If you’ve recently noticed that your cactus is turning black, you’re probably wondering what’s going on and how to fix it. Unfortunately, there can be several reasons why this might happen, but don’t worry – we’re here to help!
*This post may include affiliate links. When you purchase items from these links, we will receive a small commission, at no extra cost to you, to help support this website. Thank you for your support! Read more ->
In this post, we’ll discuss the three main causes of cactus turning black and how to remedy the problem. So read on for information that could save your beloved cactus!
(Keep in mind, there are some cacti that are meant to be black! Find those awesome plants here)
Why Is My Cactus Turning Black?
There are three main reasons that your cactus is turning black, and those include:
- Pests (black spots)
We’ll discuss each of these in detail below so that you can determine which is causing your cactus to turn black. Then, we’ll give you some tips on how to save your cactus!
Cactus Turned Black From Rotting
The way to identify if your cactus is turning black from rotting can be if it’s the base of the cactus that’s changing color first, and if the soil feels soggy. The cactus can also be turning white or shrinking if it’s rotting.
When cacti sit in water for extended periods of time, their roots begin to rot. This can cause the entire plant to turn black and eventually die.
Caring For a Rotting Cactus
If you think your cactus is rotting, the first step is to check the roots. If they’re mushy or black, then it’s likely that the plant is beyond saving. However, if the roots are still firm and white, you might be able to save your cactus with some quick action!
First, remove the cactus from the pot and shake off any excess water or soil. Then, allow the plant to dry for a few hours before replanting it in fresh, dry soil.
Prevent in the future: Make sure that you’re not over-watering your cactus so that this doesn’t happen again. Water your cactus only when the soil is dry to the touch.
Check out our post on watering cacti here for more tips!
Tip: You can actually cut off the top of a cactus and repot that if the base is rotting. Just be sure to cut above the rot.
Cactus Black Spots From Pests
If your cactus has small black spots, it’s likely that it’s suffering from an infestation of pests. The most common pests that attack cacti are aphids, mealyworms, scale, and moths. Small black spots are more likely from scale, as that’s what scale looks like.
Caring For a Cactus With Pests
If you think your cactus has pests, the first step is to isolate the plant from any others. This will help prevent the pests from spreading to your other plants.
Next, use a cotton swab or Q-tip dipped in rubbing alcohol and gently apply it to the affected areas. This will kill the pests without harming your cactus.

TASKS TO COMPLETE:
**a.** In the text on cacti turning black, what should the roots look like if a rotting cactus can still be saved?
**b.** Continue the text on cacti turning black, starting after its last sentence.

INFORMATION PROVIDED:
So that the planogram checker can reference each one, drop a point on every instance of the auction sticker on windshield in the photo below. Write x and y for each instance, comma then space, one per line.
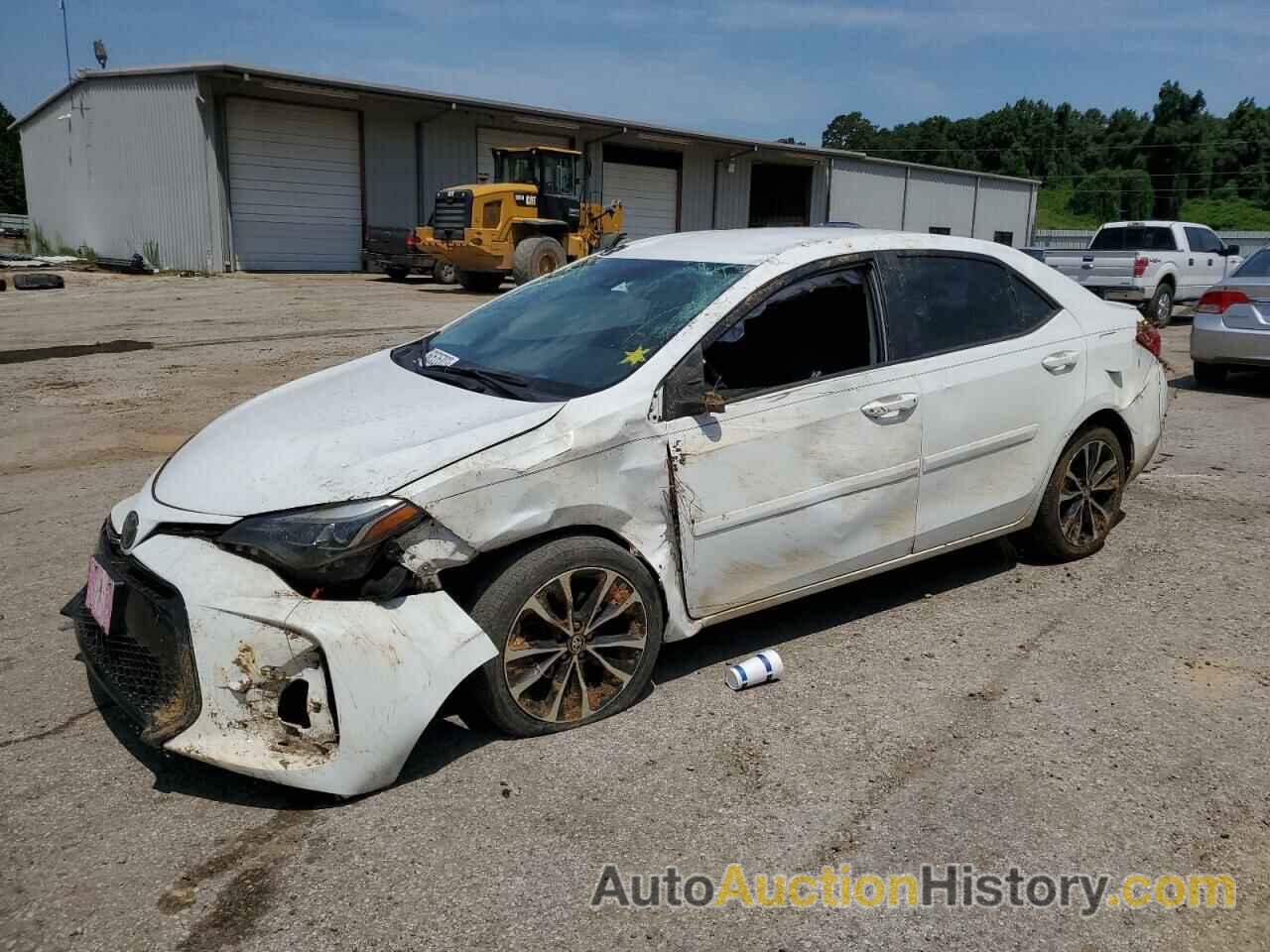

--

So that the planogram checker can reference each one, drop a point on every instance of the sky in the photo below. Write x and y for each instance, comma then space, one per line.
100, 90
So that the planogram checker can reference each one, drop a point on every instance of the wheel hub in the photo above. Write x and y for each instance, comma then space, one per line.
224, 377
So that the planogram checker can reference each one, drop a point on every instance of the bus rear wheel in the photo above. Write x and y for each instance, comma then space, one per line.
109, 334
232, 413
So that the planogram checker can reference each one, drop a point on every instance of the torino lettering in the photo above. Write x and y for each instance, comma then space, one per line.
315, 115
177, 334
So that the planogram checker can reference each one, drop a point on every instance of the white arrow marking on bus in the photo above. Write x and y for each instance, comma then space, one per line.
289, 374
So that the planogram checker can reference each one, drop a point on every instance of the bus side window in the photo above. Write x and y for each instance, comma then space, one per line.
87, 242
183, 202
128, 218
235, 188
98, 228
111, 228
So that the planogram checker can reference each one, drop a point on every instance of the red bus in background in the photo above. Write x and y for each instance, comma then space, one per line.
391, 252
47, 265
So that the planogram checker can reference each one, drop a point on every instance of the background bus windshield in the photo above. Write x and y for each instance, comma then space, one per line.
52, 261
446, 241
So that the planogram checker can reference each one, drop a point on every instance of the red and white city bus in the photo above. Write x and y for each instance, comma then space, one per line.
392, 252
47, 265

ANSWERS TO THIS EXERCISE:
**a.** They should be firm and white.

**b.**
You can also use a pesticide made specifically for cacti, which you can find at your local nursery or gardening store. Follow the instructions on the package for best results.
Prevent in the future: The best way to prevent pests is to keep your cactus in a dry, well ventilated spot. Overwatering your cactus can also encourage pests to come to your plant, so only water the soil when it’s dry.
You can’t always prevent pests, so try to keep your cactus healthy so it can withstand an attack of bugs if they come back in the future.
Cactus Turning Black From Fungus
This is unfortunately one of the most likely causes for your cactus to be turning black, from fungus. There are a few different fungi that can infect your cactus, including crown rot, bacterial necrosis, and phyllosticta pad spot.
Crown rot is a type of fungus that attacks the stem of your cactus, near the ground. It can cause black or brown spots on the stem, which eventually turn into soft, sunken areas. The entire plant can eventually turn black and die if left untreated.
Bacterial necrosis is another type of fungus that can cause your cactus to turn black. This one usually attacks the roots of your plant, causing them to rot and die. The plant will eventually wilt and turn black as a result.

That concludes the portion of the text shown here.